#### JOBS
(A) In the forum thread about NDAs, what does an MSA cover?
(B) Write out the part of the NDA thread starting with "This is a standard" and going on through "asking for help.", word for word.

#### PAGE TEXT
=======

This is a standard NDA from HBS:
[http://www.hbs.edu/entrepreneurship/pdf/Sample_NDA.pdf](http://www.hbs.edu/entrepreneurship/pdf/Sample_NDA.pdf)

Always trust yourself, your gut and your instincts in business. Never do
anything in life you get a bad feeling about, including signing a CNDIAA.

"I made an iOS ecommerce app, along with backend server and a simple web-app
POS system. My co-creator asked me to sign a standard NDA agreement except it
specifies that I am an unpaid intern. My instinct tells me not to sign it."

Trust your instinct and good job writing a blog post about it asking for help.

------
cik
You definitely weren't the 'bad guy' in this relationship. If anything, it
looks like you were being taken advantage of. People deserve to be compensated
(somehow) for their work - and it's somewhat clear to me that this wasn't
going to be the case in your situation.

On the other hand - if you did want to be a consultant, there are different
things at play. First, the NDA. NDAs cover _only_ the disclosure aspects,
nothing else. Next there's an MSA - Master Services Agreement. The MSA covers
the method by which services are to be delivered, and the contractual
obligations around them. It's important to separate the two, as typically an
NDA's lifespan is significantly longer than an MSA (i.e. after you're doing
with a client, the NDA continues to live for 6-12 months).

=======

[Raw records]
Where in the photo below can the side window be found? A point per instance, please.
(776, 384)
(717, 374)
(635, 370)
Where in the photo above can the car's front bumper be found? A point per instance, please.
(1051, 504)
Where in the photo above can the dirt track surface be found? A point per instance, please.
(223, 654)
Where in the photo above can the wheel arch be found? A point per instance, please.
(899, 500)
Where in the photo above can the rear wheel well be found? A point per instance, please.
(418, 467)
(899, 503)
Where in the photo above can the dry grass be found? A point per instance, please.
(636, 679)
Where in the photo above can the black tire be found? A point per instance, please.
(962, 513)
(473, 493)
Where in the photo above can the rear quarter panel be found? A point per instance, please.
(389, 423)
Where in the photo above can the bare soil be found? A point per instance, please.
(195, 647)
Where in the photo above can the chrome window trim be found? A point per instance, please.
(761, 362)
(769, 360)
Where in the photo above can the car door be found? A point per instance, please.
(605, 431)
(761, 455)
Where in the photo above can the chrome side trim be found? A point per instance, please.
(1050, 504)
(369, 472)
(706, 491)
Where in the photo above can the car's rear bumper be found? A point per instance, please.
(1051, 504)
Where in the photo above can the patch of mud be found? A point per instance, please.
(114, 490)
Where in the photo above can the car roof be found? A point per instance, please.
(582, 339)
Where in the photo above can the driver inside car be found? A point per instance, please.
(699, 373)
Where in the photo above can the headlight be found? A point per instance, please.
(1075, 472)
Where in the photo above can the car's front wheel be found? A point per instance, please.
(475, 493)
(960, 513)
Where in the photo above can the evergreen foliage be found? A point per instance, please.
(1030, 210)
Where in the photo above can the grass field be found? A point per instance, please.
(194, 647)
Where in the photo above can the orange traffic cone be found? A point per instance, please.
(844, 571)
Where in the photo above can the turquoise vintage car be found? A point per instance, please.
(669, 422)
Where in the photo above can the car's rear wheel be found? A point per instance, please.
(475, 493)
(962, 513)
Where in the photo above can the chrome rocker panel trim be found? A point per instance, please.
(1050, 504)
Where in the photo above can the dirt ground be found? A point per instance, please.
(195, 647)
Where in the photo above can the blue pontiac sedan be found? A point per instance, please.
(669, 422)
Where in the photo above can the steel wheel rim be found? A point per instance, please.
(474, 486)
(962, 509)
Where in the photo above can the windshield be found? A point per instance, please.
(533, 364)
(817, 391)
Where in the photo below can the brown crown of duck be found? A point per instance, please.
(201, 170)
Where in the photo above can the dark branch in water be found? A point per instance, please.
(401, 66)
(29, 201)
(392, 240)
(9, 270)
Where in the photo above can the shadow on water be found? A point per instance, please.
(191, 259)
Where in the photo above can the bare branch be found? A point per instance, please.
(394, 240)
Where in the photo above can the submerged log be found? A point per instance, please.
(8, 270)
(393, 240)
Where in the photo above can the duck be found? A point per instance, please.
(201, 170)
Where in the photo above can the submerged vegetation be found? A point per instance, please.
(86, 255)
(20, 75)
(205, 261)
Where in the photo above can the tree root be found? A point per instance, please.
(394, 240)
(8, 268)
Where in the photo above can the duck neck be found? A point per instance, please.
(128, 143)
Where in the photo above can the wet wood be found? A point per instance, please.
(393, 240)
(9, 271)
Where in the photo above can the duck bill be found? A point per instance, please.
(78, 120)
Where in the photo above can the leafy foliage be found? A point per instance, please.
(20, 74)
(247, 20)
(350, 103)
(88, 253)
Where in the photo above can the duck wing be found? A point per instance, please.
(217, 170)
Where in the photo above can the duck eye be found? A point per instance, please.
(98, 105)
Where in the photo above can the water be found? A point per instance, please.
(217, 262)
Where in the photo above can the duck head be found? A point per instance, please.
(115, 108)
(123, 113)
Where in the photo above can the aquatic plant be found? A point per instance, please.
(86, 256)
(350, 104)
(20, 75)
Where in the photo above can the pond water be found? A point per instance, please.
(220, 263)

=======

#### RESPONSES PER TASK
(A) An MSA covers the method by which services are to be delivered and the contractual obligations around them.

(B)
This is a standard NDA from HBS:
[http://www.hbs.edu/entrepreneurship/pdf/Sample_NDA.pdf](http://www.hbs.edu/entrepreneurship/pdf/Sample_NDA.pdf)

Always trust yourself, your gut and your instincts in business. Never do
anything in life you get a bad feeling about, including signing a CNDIAA.

"I made an iOS ecommerce app, along with backend server and a simple web-app
POS system. My co-creator asked me to sign a standard NDA agreement except it
specifies that I am an unpaid intern. My instinct tells me not to sign it."

Trust your instinct and good job writing a blog post about it asking for help.